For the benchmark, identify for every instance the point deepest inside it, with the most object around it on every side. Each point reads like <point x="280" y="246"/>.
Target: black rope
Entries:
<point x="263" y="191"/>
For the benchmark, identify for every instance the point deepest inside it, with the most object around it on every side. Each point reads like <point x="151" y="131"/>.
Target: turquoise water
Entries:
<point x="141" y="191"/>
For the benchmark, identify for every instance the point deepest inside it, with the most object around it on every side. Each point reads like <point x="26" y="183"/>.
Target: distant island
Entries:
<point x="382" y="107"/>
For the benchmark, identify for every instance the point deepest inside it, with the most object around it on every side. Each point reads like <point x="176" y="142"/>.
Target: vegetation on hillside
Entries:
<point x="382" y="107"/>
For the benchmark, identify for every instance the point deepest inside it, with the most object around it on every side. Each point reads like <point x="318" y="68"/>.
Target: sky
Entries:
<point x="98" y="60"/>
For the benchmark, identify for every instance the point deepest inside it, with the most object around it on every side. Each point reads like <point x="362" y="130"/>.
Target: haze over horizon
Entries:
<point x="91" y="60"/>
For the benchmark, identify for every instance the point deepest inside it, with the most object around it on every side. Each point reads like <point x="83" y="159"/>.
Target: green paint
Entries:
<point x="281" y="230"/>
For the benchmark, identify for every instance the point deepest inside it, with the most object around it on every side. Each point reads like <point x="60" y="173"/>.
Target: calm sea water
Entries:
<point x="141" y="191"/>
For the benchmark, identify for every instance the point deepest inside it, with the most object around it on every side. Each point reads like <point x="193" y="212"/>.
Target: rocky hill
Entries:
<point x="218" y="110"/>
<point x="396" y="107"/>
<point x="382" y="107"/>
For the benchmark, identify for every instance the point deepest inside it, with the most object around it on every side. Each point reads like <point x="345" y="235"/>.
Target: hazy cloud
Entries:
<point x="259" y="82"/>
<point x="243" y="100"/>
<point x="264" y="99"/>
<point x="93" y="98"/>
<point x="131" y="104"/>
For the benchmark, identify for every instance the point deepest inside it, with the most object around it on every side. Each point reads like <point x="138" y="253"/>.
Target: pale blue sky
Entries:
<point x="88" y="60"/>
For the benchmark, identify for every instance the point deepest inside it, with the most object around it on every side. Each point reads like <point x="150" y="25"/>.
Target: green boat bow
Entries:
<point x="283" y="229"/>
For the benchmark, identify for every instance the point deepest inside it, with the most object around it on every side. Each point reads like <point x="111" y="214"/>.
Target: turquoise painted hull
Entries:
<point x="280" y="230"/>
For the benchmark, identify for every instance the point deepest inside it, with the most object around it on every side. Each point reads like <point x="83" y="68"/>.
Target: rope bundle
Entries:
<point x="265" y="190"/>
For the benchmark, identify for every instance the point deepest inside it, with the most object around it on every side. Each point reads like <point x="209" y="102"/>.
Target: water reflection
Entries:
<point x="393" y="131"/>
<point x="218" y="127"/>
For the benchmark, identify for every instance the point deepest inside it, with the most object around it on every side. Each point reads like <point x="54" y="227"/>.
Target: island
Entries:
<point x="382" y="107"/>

* * * * * * *

Make an exact copy of the data above.

For the benchmark, identify for every instance the point deepest inside it, with the most object around it on every side. Each point reads like <point x="280" y="246"/>.
Target: black rope
Entries:
<point x="263" y="191"/>
For the benchmark, identify for every instance the point deepest inside it, with the most object around it on every side. Each point reads like <point x="151" y="131"/>.
Target: turquoise water
Entries:
<point x="141" y="191"/>
For the benchmark, identify for every instance the point deepest inside it, with the most object around it on every side. Each point reads like <point x="26" y="183"/>.
Target: distant island
Entries:
<point x="382" y="107"/>
For the benchmark, identify for every instance the point deepest inside it, with the most object around it on every side. Each point reads like <point x="176" y="142"/>.
Target: vegetation on hillside
Entries:
<point x="382" y="107"/>
For the benchmark, identify for every instance the point deepest inside it, with the most object around it on every side. Each point reads like <point x="318" y="68"/>.
Target: sky
Entries:
<point x="98" y="60"/>
For the benchmark, identify for every instance the point deepest inside it, with the most object around it on every side. Each point reads like <point x="362" y="130"/>.
Target: haze over horizon
Entries:
<point x="91" y="60"/>
For the benchmark, identify for every instance the point deepest inside it, with the most object around it on every side. Each point reads like <point x="83" y="159"/>.
Target: green paint
Entries:
<point x="281" y="230"/>
For the benchmark, identify for every instance the point deepest inside it, with the most object around it on every side. Each point reads like <point x="60" y="173"/>.
Target: calm sea water
Entries:
<point x="141" y="191"/>
For the benchmark, identify for every instance the point deepest inside it, with the most object around it on every side. Each point reads like <point x="193" y="212"/>.
Target: rocky hill
Entries:
<point x="218" y="110"/>
<point x="396" y="107"/>
<point x="382" y="107"/>
For the benchmark, identify for every instance the point deepest inside it, with the most object around it on every side. Each point reads like <point x="345" y="235"/>.
Target: hazy cloud
Entries:
<point x="259" y="82"/>
<point x="243" y="100"/>
<point x="264" y="99"/>
<point x="93" y="98"/>
<point x="131" y="104"/>
For the benchmark, identify for every instance the point deepest inside it, with the most object around it on every side. Each point reads like <point x="138" y="253"/>.
Target: pale blue sky
Entries:
<point x="88" y="60"/>
For the benchmark, identify for every instance the point deepest inside it, with the most object around it on every side. Each point reads like <point x="150" y="25"/>.
Target: green boat bow
Entries:
<point x="283" y="229"/>
For the benchmark, identify for every instance the point deepest inside it, with the most object around it on every side. Each point reads like <point x="111" y="214"/>.
Target: turquoise painted hull
Entries:
<point x="280" y="230"/>
For the benchmark, identify for every instance the point deepest inside it, with the most object around it on every side. Each point reads like <point x="83" y="68"/>.
Target: rope bundle
Entries:
<point x="265" y="190"/>
For the benchmark, identify for every instance the point deepest inside it, with the most object around it on every side. Each point reads like <point x="209" y="102"/>.
Target: water reflection
Entries:
<point x="393" y="131"/>
<point x="218" y="127"/>
For the benchmark, identify for every instance the point deepest inside it, with the most object around it on every side. Each point reads like <point x="54" y="227"/>.
Target: island
Entries:
<point x="382" y="107"/>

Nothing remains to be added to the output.